The national minimum wage (NMW) applies to all workers and is paid at different rates according to age. There is a separate rate for apprentices, and a National Living Wage (NLW) applies to workers aged 25 and over. The current and future rates for the minimum wage (which represents gross pay) are as follows:

Age Rate from 1 April 2019 Rate from 1 April 2020 Rate from April 2021
Workers aged 25 and over (NLW)* £8.21 an hour £8.72 an hour £8.91
Workers aged 21 and over* £7.70 an hour £8.20 an hour £8.36
Development rate for workers aged 18-20 £6.15 an hour £6.45 an hour £6.56
Young workers rate for workers aged 16-17 £4.35 an hour £4.55 an hour £4.62
Apprentices under 19, or over 19 and in the first year of the apprenticeship £3.90 an hour £4.15 an hour £4.30
 
Employers paying output workers, including home workers, piece rates (payment according to the number of items produced or tasks completed) must either pay the minimum wage for every hour worked, or a 'fair piece rate' (currently set at 120 per cent of the NMW).

**Dataset content**
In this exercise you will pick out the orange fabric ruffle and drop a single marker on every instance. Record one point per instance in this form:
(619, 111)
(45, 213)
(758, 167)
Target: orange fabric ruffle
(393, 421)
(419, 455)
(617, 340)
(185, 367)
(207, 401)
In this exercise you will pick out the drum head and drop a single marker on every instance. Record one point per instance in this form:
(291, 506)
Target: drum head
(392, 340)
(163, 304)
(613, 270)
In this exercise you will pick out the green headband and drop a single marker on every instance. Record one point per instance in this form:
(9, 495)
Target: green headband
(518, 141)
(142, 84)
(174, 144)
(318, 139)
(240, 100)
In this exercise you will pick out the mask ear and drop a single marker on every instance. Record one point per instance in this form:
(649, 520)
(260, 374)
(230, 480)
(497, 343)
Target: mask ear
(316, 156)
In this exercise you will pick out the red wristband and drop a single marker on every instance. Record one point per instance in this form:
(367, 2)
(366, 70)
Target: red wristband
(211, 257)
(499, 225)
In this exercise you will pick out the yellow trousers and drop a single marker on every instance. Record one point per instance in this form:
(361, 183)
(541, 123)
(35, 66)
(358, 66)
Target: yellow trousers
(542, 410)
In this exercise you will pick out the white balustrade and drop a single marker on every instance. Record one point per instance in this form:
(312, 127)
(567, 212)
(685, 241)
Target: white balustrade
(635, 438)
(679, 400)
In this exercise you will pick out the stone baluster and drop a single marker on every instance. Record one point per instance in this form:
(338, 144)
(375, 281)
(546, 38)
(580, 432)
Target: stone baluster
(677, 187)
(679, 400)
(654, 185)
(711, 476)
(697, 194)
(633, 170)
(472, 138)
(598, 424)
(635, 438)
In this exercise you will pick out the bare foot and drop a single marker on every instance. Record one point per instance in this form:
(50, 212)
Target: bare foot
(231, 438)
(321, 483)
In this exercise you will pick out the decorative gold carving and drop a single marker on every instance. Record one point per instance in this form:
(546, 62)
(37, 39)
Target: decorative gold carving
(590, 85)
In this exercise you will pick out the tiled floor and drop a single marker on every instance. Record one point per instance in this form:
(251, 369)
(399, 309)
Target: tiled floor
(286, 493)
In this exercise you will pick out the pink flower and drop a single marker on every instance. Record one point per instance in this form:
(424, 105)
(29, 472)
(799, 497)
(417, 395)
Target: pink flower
---
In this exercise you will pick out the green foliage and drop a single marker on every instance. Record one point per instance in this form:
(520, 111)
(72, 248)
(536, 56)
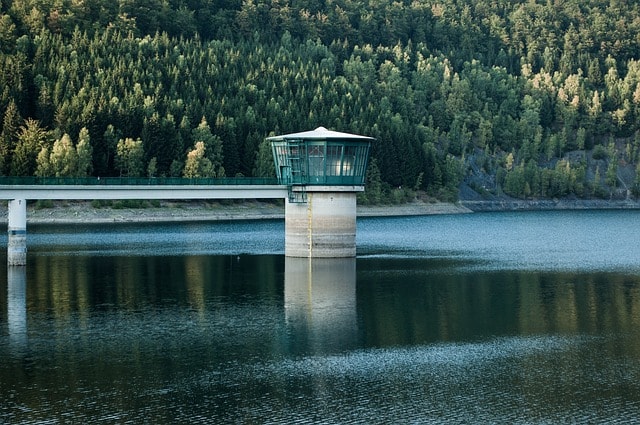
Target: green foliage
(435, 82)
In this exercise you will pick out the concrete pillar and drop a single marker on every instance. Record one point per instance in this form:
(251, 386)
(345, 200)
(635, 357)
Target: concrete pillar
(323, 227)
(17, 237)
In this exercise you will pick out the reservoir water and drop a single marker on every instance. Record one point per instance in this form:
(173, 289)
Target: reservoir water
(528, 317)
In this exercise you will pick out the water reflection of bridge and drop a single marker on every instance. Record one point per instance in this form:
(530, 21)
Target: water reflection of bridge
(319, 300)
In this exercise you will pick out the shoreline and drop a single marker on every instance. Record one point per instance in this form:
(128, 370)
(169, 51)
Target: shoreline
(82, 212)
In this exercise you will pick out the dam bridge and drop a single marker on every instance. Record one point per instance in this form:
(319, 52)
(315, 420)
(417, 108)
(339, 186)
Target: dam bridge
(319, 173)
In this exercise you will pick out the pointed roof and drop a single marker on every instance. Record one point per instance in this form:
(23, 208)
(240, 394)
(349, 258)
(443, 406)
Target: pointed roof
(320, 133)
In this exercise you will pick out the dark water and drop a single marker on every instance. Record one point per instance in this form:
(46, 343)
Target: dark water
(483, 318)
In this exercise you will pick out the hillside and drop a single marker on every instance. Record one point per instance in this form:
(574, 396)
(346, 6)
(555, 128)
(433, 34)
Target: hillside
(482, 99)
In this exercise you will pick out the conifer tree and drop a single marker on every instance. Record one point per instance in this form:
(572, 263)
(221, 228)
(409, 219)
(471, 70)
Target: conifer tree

**Task details**
Reproduce word for word the part of the minimum wage text starting at "Age Rate from" and ending at "of the NMW).".

**Written response**
Age Rate from 1 April 2019 Rate from 1 April 2020 Rate from April 2021
Workers aged 25 and over (NLW)* £8.21 an hour £8.72 an hour £8.91
Workers aged 21 and over* £7.70 an hour £8.20 an hour £8.36
Development rate for workers aged 18-20 £6.15 an hour £6.45 an hour £6.56
Young workers rate for workers aged 16-17 £4.35 an hour £4.55 an hour £4.62
Apprentices under 19, or over 19 and in the first year of the apprenticeship £3.90 an hour £4.15 an hour £4.30
 
Employers paying output workers, including home workers, piece rates (payment according to the number of items produced or tasks completed) must either pay the minimum wage for every hour worked, or a 'fair piece rate' (currently set at 120 per cent of the NMW).